Through Mr. Potter the Inland Revenue attacked this judgment on two grounds: first, that such discretion as the Inland Revenue has in deciding to initiate the section 460 procedure is a managerial one and as such not subject to judicial review; and, secondly, that on the facts of this case the decision to initiate the procedure was not unreasonable.

Although the Inland Revenue have a duty to "collect and cause to be collected every part of inland revenue" (see section 13 of the Inland Revenue Regulation Act 1890 (53 & 54 Vict. c. 21)), they have a wide managerial discretion as to the best means of obtaining for the national exchequer from the taxes committed to their charge the highest net return that is practicable having regard to staff available to them and the cost of collection: see Reg. v. Inland Revenue Commissioners, Ex parte National Federation of Self-Employed and Small Businesses Ltd. [1982] A.C. 617, 636, per Lord Diplock. Mr. Potter submitted that on the facts of this case the Inland Revenue were exercising their managerial function in deciding to proceed under section 460 and in consequence their decision was not subject to judicial review. In the National Federation case Lord Wilberforce said, at p. 635, that judicial review does not extend to call in question the exercise of management powers. Lord Wilberforce, however, also said, at p. 632, that the Inland Revenue Commissioners are not immune from the process of judicial review. In my judgment, the court can examine by way of judicial review the Inland Revenue's use of managerial discretion if, but only if, they have behaved in a way which amounts to an abuse of power. This the Inland Revenue, through their junior counsel, Mr. Moses, conceded. Having regard to the standards which the Inland Revenue have maintained for so long, cases of abuse of power are likely to be few, if any.

On the facts of this case Mr. Potter submitted that the decision to proceed under section 460 had been reasonable. In 1978 Mr. Preston had not made a "full and accurate disclosure" of all the relevant facts and circumstances relating to the sale of his Gymboon shares. Being a chartered accountant he must have appreciated that the sale price had been calculated by reference to the gross profits and not the net profits as it would have been had there been no tax avoidance scheme. Had he sought protection under the section 464 procedure he would not have got it. When, after July 1979, the Inland Revenue learned more about the transaction they were entitled to reconsider the arrangement made in 1978: see section 29(3) of the Taxes Management Act 1970. In the circumstances they did act reasonably.

- [Dataset extract]:
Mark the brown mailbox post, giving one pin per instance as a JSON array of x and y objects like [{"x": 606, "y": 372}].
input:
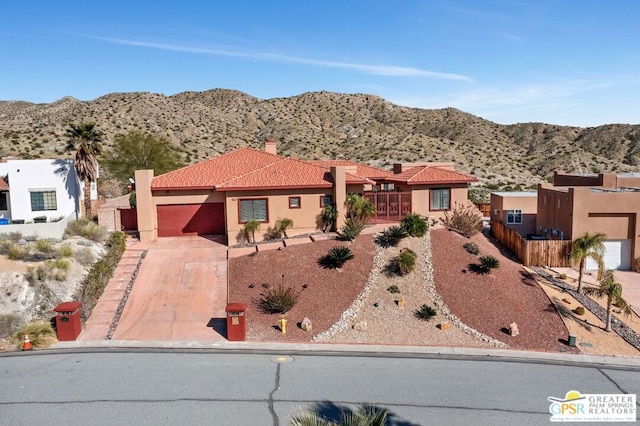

- [To be done]:
a) In the judgment extract, which provision imposes the Inland Revenue's duty to "collect and cause to be collected every part of inland revenue"?
b) Using the judgment extract, explain why Mr. Potter argued that the Inland Revenue acted reasonably in deciding to proceed under section 460.

- [Answers to the exercise]:
a) Section 13 of the Inland Revenue Regulation Act 1890.

b) He argued that in 1978 Mr. Preston had not made a full and accurate disclosure about the sale of his Gymboon shares. As a chartered accountant, Mr. Preston must have appreciated that the price was calculated from gross rather than net profits, so he would not have received protection under section 464. Once the Inland Revenue learned more about the transaction after July 1979, section 29(3) of the Taxes Management Act 1970 entitled them to reconsider the 1978 arrangement.